What Looks Like Dementia Could Actually Be Something Else

senior-couple-reviewing-medications
Symptoms that look like dementia may, in fact, be something completely different.

Confusion. Disorientation. Memory loss. While these are certainly hallmark signs and symptoms of Alzheimer’s disease as well as other forms of dementia, they may also arise from taking certain medications. Rather than automatically assuming an inevitable diagnosis of dementia, review the following list of medications which can cause similar side effects.

Pain Medications

Opioids in particular are reported to impact short-term memory. However, the problem is typically remedied once pain medications are no longer being taken.

Acetylcholine Blockers

Prescribed for insomnia, IBS, urinary incontinence, depression, heart issues, Parkinson’s, vertigo, and other conditions, medications with anticholinergic effects that block acetylcholine’s effects in the brain can cause memory disturbance, delirium, confusion, and agitation, among other significant health problems. An example is tolteridine.

Benzodiazepines

These prescription medications help treat both anxiety and insomnia, with sedative qualities that may also cause cognitive problems. Long-term use of benzodiazepines might also be a risk factor for developing dementia. Examples include temazepam (Restoril) and lorazepam (Ativan).

Corticosteroids

Mood and cognitive changes, psychotic symptoms, and delirium are just a few of the complications connected with corticosteroid use. Prednisone is one common example.

Chemotherapy Medications

Commonly called “chemo brain,” chemotherapy drugs impact some individuals in the areas of memory, focus and attention, and executive functioning. These changes might persist, even after ending chemo treatment.

Statins

Prescribed to reduce cholesterol, statins have a suspected connection to memory and mental slowing and decline. While there are inconsistent results from a variety of scientific studies, it is crucial to be familiar with the potential for cognitive complications.

- _WORK INSTRUCTIONS_: Please return everything from "Corticosteroids" down to "one common example." in the text on medications that can mimic dementia, copied word for word.

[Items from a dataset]
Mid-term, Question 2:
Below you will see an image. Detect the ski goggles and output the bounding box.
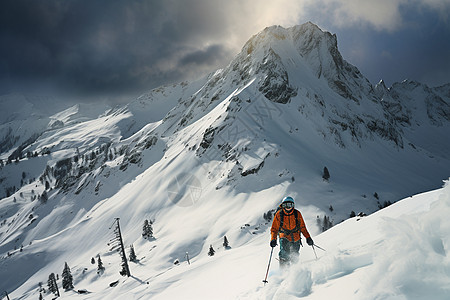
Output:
[281,202,294,208]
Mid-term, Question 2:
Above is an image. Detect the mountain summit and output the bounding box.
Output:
[0,23,450,299]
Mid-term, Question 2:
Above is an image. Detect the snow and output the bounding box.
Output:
[0,24,450,299]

- _ANSWER AREA_:
Corticosteroids

Mood and cognitive changes, psychotic symptoms, and delirium are just a few of the complications connected with corticosteroid use. Prednisone is one common example.